### Required tasks
• a. Rewrite the train trip account starting at "Daniel waits for" and ending at "Dimitrovgrad to Sofia.", replacing "passports" with "travel documents".
• b. Carry the train trip account forward from its last sentence.

When we arrived at Sofia’s train station a few hours later, we were impressed with the sheer size and sophistication of the building. Compared with the Belgrade station, which was only half finished and offered limited facilities, the Sofia building seemed like a transportation paradise. It also boasted an impressively tall Christmas tree in the lobby which won me over immediately. I love Christmas trees.

We stayed in Sofia for five days – you can read about our visit to Sofia here:

The Dimitrovgrad train station.
Inside the Dimitrovgrad train station. I appreciate the attempt at adding some holiday cheer.
The Dimitrovgrad train platform. Our train is the one on the left covered with graffiti.
Daniel waits for our passports to be returned from the border control.
I wait for our passports to be returned by border control. Photo by Daniel.
En route from Dimitrovgrad to Sofia.
Our train at the Sofia train platform.
Inside the Sofia Train Station. Nice Christmas Tree!

### Entries provided
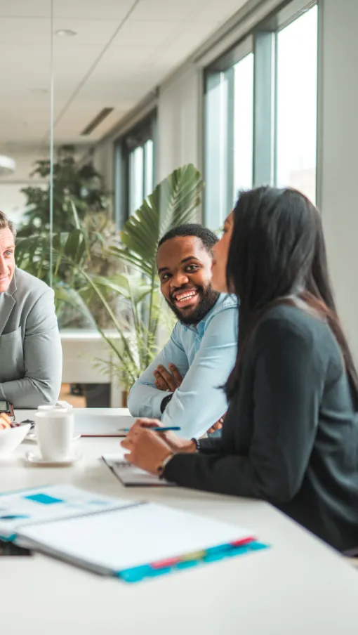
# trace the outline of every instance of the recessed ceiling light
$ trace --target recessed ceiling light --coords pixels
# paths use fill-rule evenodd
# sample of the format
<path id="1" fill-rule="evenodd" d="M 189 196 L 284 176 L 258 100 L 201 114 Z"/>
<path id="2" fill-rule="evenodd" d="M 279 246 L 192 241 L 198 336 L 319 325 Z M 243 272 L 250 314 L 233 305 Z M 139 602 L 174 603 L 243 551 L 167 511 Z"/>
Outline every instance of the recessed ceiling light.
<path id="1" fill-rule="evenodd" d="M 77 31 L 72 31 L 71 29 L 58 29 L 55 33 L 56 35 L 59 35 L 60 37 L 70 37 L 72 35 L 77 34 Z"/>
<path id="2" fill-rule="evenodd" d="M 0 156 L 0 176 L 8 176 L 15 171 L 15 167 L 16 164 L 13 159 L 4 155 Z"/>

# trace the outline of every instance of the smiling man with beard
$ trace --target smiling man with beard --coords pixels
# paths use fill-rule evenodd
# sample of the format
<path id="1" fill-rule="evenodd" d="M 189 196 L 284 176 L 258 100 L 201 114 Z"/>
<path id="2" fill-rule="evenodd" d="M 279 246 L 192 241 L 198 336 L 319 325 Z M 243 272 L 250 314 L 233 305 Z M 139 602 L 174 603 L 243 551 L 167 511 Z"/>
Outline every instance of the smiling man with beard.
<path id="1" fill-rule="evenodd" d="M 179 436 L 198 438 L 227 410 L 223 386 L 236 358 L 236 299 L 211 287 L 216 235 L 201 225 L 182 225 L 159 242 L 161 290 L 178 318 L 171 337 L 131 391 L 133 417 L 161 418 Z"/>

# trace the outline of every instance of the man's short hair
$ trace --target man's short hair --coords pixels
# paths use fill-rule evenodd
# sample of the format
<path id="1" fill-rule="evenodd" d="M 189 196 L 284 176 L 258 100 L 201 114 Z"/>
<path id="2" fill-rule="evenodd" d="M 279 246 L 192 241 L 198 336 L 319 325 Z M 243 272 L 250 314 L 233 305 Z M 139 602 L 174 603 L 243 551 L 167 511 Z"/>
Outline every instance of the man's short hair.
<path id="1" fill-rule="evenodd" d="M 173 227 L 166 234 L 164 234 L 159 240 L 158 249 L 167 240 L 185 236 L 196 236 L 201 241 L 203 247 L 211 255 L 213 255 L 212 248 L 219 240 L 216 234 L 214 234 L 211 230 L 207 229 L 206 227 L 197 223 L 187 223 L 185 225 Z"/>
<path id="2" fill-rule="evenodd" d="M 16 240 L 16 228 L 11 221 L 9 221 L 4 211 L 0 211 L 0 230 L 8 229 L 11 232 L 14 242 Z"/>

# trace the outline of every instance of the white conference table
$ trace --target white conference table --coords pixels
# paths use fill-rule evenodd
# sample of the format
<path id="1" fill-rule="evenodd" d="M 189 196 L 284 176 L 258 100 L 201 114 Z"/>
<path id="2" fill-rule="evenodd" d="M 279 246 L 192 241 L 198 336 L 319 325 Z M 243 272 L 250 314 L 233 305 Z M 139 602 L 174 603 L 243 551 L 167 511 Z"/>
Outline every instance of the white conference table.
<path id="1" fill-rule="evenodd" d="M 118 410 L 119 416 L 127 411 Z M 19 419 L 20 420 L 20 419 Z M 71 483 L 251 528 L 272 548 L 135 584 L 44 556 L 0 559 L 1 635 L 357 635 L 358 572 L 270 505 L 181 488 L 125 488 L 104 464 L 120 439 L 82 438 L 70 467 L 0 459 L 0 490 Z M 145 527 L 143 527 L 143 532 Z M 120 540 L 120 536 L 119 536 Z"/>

### Results by task
• a.
Daniel waits for our travel documents to be returned from the border control.
I wait for our travel documents to be returned by border control. Photo by Daniel.
En route from Dimitrovgrad to Sofia.

• b.
The Sofia Central Train Station.

Part 4: Sofia, Bulgaria to Ruse, Bulgaria

Monday, December 23 from 7:10 am to 1:15 pm
Travel Time: 6 hours 5 minutes

A few days later, Daniel and I returned to the Sofia train station to buy tickets to our next destination: Bucharest. Once again, I had researched the journey on The Man in Seat 61 web site and on the Bulgarian Railways web site. After explaining our request to the international ticket agent, she indicated that it would take a few minutes and waved us to some seats in the lobby. As the minutes ticked by, Daniel and I looked at each other worriedly. Had she understood us? What could be taking so long?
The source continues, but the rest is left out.